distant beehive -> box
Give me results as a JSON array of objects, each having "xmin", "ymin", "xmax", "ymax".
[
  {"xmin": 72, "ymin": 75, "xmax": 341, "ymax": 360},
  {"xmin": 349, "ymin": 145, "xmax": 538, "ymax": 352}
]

##############################

### Activity
Where the line containing "Give me results" appears in the data above, begin there and reproduce every line to the end exactly; include nothing else.

### Exercise output
Give me results as a JSON array of objects, each having "xmin", "ymin", "xmax", "ymax".
[
  {"xmin": 72, "ymin": 75, "xmax": 341, "ymax": 360},
  {"xmin": 349, "ymin": 145, "xmax": 538, "ymax": 352}
]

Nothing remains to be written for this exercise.